Point-per-instance localization data:
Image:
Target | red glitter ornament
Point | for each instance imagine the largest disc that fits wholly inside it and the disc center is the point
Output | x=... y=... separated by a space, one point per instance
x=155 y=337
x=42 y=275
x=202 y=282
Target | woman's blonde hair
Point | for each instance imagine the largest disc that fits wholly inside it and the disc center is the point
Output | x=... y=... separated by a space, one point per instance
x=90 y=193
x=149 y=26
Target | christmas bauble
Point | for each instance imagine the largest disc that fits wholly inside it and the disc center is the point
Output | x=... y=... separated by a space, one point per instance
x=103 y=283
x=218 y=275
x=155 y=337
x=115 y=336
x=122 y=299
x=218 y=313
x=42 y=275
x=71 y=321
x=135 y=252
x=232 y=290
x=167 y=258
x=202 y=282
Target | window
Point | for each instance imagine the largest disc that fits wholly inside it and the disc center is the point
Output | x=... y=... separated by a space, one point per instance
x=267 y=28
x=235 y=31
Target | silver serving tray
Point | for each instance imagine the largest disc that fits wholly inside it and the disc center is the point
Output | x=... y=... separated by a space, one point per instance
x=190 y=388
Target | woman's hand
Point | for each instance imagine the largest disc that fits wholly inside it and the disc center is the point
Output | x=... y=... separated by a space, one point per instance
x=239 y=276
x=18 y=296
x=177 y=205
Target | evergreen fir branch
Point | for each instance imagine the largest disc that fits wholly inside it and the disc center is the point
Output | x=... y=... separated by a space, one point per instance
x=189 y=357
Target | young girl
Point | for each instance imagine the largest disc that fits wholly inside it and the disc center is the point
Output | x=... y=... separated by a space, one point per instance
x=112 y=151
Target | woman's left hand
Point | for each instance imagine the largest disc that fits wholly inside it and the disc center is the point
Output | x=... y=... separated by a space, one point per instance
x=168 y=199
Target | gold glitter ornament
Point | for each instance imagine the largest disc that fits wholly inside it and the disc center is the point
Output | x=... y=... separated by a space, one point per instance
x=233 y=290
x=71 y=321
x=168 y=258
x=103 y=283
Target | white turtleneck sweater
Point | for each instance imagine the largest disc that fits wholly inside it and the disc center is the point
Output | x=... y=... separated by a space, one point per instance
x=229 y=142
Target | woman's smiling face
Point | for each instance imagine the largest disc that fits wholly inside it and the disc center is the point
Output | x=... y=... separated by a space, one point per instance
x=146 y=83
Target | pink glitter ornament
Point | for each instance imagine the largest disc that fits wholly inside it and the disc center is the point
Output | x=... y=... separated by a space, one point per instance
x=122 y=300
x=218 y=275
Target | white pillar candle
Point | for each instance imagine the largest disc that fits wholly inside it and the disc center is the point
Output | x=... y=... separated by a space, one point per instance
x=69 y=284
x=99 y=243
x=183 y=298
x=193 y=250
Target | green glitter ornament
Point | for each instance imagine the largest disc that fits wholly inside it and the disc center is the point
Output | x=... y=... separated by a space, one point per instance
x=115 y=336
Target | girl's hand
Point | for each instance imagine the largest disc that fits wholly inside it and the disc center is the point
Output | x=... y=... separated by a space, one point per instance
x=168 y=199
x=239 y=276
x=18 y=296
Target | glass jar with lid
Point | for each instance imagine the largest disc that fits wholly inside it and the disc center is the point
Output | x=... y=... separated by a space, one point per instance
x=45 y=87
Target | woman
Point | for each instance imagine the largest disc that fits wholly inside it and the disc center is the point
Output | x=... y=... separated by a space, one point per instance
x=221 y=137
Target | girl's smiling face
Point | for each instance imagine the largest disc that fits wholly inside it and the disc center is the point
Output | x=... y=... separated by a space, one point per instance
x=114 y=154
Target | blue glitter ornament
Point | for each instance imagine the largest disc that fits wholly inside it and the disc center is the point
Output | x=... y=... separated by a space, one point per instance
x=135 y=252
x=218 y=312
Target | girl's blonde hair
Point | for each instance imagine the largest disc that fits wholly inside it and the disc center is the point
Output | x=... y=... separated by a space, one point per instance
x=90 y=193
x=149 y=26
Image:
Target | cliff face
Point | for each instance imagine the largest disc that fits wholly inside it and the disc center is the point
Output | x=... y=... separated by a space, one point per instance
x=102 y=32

### Exercise objective
Your answer must consist of every line above, reproduced exactly.

### Finished exercise
Image:
Target | red glitter ornament
Point | for each instance imagine the largest disc that fits wholly inside it and the disc center is the point
Output | x=... y=... separated by a space, one point per instance
x=155 y=337
x=42 y=275
x=202 y=282
Target | woman's blonde hair
Point | for each instance imagine the largest disc that fits wholly inside it and the disc center is the point
Output | x=... y=... separated by a space, one point per instance
x=90 y=193
x=149 y=26
Target | christmas bauble
Point | for each instance imagine the largest disc that fits wholly inside it and the disc center is the point
Output | x=... y=... separated by a space, one point per instance
x=103 y=283
x=218 y=275
x=155 y=337
x=115 y=336
x=122 y=299
x=218 y=313
x=42 y=275
x=71 y=321
x=135 y=252
x=232 y=290
x=167 y=258
x=202 y=282
Target | window
Point | for each instance imagine the largest disc that fits wholly inside it and the disc center is the point
Output | x=... y=... separated by a space, one point per instance
x=267 y=28
x=235 y=31
Target | silver serving tray
Point | for each instance imagine the largest disc that fits wholly inside it and the disc center is the point
Output | x=... y=... separated by a space, one point per instance
x=190 y=388
Target | woman's hand
Point | for each instance imagine the largest disc that fits wholly inside it and the disc center is the point
Output | x=... y=... separated by a space, one point per instance
x=239 y=276
x=18 y=296
x=177 y=205
Target | evergreen fir branch
Point | for each instance imagine the largest disc that fits wholly inside it and the disc center is the point
Output | x=... y=... separated by a space, one point per instance
x=189 y=357
Target | young girl
Point | for each instance imagine the largest disc that fits wholly inside it and the disc center is the point
Output | x=... y=... separated by a space, one point per instance
x=112 y=151
Target | woman's left hand
Point | for each instance imagine the largest disc that fits wholly inside it and the disc center is the point
Output | x=... y=... separated by a space, one point per instance
x=168 y=199
Target | gold glitter ornament
Point | for each instance imagine the largest disc that fits wholly inside it and the disc center is the point
Output | x=... y=... separated by a space, one point per instance
x=233 y=290
x=71 y=321
x=168 y=258
x=103 y=283
Target | white turtleneck sweater
Point | for each instance imagine the largest disc that fits wholly inside it and the disc center is the point
Output | x=... y=... separated by a space, one point per instance
x=229 y=142
Target | woman's smiling face
Point | for each instance imagine the largest disc that fits wholly inside it and the disc center is the point
Output | x=... y=... separated by a space, one point per instance
x=146 y=83
Target | pink glitter ornament
Point | for each instance imagine the largest disc that fits wholly inside it and the disc center is the point
Output | x=... y=... separated by a space, one point per instance
x=122 y=300
x=218 y=275
Target | white pillar candle
Point | for each instance imagine the largest disc that fits wholly inside it and the disc center is the point
Output | x=... y=... separated by a space, one point per instance
x=69 y=284
x=99 y=243
x=183 y=298
x=193 y=250
Target | green glitter ornament
Point | for each instance imagine the largest disc that fits wholly inside it and the disc center is the point
Output | x=... y=... separated by a space, one point per instance
x=115 y=336
Target | girl's hand
Point | for each instance imagine the largest disc that fits wholly inside it and the disc center is the point
Output | x=... y=... separated by a space, one point per instance
x=168 y=199
x=239 y=276
x=18 y=296
Target | glass jar with lid
Point | for each instance imagine the largest disc that fits wholly inside it and the disc center is the point
Output | x=... y=... separated by a space, one point per instance
x=45 y=87
Target | woman
Point | for each instance imagine the largest disc that fits wholly inside it and the disc center is the point
Output | x=... y=... separated by a space, one point per instance
x=221 y=137
Target | girl's smiling face
Point | for each instance imagine the largest disc that fits wholly inside it and the disc center is the point
Output | x=... y=... separated by a space, one point per instance
x=114 y=154
Target | blue glitter ornament
Point | for each instance imagine the largest disc that fits wholly inside it and the disc center is the point
Output | x=... y=... separated by a space, one point per instance
x=135 y=252
x=218 y=312
Target | girl's blonde hair
Point | for each instance imagine the largest disc that fits wholly inside it and the disc center is the point
Output | x=... y=... separated by a space, one point per instance
x=90 y=193
x=149 y=26
Image:
Target | cliff face
Point | for each instance imagine the largest disc that fits wholly inside it and the disc center is the point
Output | x=... y=... separated by a space, one point per instance
x=102 y=32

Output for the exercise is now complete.